§ **Provided passage**:
We spoke with a taqueria chef on how you can easily make your own tortillas at home!
flour tortilla

Is the grocery store out of tortillas, again? If you find yourself staring at an empty shelf where tortillas used to be, don't stress. You can actually make this pantry staple with a few easy steps, and we spoke to a chef on how to make tortillas at home.

Chef Thomas Ortega of the Parq Restaurant Group, which represents four of his restaurants in Los Angeles—Amor y Tacos, Playa Amor, Ortega120, and Amorcito—shared with us a few of his tips on how to make the best flour and corn tortillas with items you already have. Here's what he had to say.

To make flour tortillas

The secret ingredient for Chef Ortega's tortillas? Shortening!

"For flour tortillas at home it's best to use shortening, or butter if you don't want to or can't find shortening," says Chef Ortega. "If you want to be super [original] use lard if you can find some."

To make these tortillas, mix together 2 cups of flour with 1/4 cup (2 oz.) of butter or lard. Chef Ortega also says you can substitute olive oil or avocado oil if that's all that you have in the house.

§ **Required task 1**:
Answer these questions about the tortilla article, one answer per line:
(a) Which restaurant group does Chef Thomas Ortega belong to?
(b) How much flour goes into the flour tortilla mixture?
(c) Which oils does Chef Ortega allow as a substitute for butter or lard?

§ **Records for this exercise**:
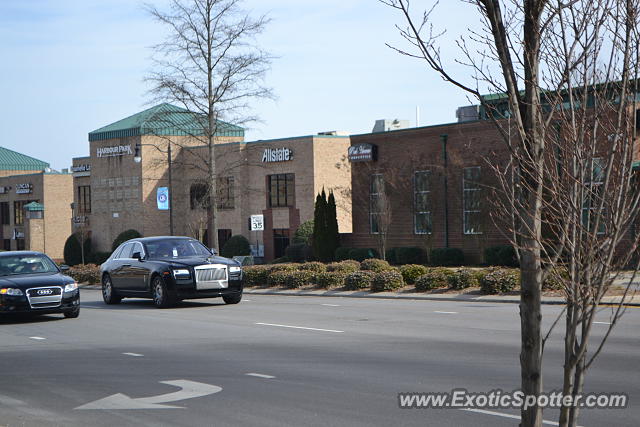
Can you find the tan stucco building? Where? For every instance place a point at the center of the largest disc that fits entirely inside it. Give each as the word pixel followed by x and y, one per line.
pixel 278 179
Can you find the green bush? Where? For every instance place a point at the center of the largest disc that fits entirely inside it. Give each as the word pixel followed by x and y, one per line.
pixel 331 279
pixel 374 264
pixel 502 255
pixel 299 252
pixel 410 255
pixel 411 272
pixel 304 233
pixel 123 237
pixel 72 253
pixel 313 266
pixel 99 257
pixel 237 245
pixel 360 254
pixel 446 257
pixel 359 280
pixel 88 273
pixel 435 278
pixel 347 266
pixel 278 278
pixel 342 253
pixel 256 275
pixel 462 279
pixel 297 279
pixel 387 281
pixel 500 280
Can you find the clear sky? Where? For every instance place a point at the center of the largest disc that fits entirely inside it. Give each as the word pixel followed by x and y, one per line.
pixel 70 67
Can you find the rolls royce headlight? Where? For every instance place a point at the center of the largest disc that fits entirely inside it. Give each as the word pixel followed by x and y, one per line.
pixel 181 273
pixel 11 291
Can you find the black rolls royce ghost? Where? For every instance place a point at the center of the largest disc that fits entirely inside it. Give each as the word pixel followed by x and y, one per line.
pixel 169 269
pixel 30 282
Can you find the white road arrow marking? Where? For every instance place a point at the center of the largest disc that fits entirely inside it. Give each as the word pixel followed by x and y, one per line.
pixel 190 390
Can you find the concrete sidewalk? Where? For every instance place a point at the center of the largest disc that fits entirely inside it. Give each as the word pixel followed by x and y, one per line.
pixel 468 297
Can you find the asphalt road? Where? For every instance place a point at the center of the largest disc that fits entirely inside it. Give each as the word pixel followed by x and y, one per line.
pixel 248 365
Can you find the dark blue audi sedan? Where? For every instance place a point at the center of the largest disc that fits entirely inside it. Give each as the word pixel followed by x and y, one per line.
pixel 30 282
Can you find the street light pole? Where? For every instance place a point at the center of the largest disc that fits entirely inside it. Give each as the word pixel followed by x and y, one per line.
pixel 137 157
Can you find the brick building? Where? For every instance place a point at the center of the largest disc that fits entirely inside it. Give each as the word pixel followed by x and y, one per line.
pixel 277 179
pixel 35 205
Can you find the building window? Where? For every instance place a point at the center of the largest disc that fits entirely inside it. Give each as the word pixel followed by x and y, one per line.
pixel 280 241
pixel 225 192
pixel 4 214
pixel 18 211
pixel 592 198
pixel 198 196
pixel 84 199
pixel 422 202
pixel 471 194
pixel 224 234
pixel 376 203
pixel 281 190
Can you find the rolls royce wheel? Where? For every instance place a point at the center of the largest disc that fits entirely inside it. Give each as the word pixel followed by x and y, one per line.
pixel 109 294
pixel 161 295
pixel 232 299
pixel 72 314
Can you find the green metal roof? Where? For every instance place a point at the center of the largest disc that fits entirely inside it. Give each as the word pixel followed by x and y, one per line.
pixel 14 161
pixel 163 119
pixel 34 206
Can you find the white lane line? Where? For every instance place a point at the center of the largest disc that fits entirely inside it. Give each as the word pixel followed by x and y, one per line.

§ **Required task 2**:
In the listing, rewrite the lines from the line with "Can you find the black" to the line with "pixel 190 390", putting "painted road arrow" in place of "white road arrow marking" and leaving everything else unchanged.

§ **Exercise solution 1**:
(a) Parq Restaurant Group
(b) 2 cups
(c) Olive oil or avocado oil

§ **Exercise solution 2**:
Can you find the black rolls royce ghost? Where? For every instance place a point at the center of the largest disc that fits entirely inside it. Give each as the word pixel followed by x and y, one per line.
pixel 169 269
pixel 30 282
Can you find the painted road arrow? Where? For every instance place a point at the center of the largest disc that fits entirely inside it. Give each as the word pixel followed by x and y, one per line.
pixel 190 390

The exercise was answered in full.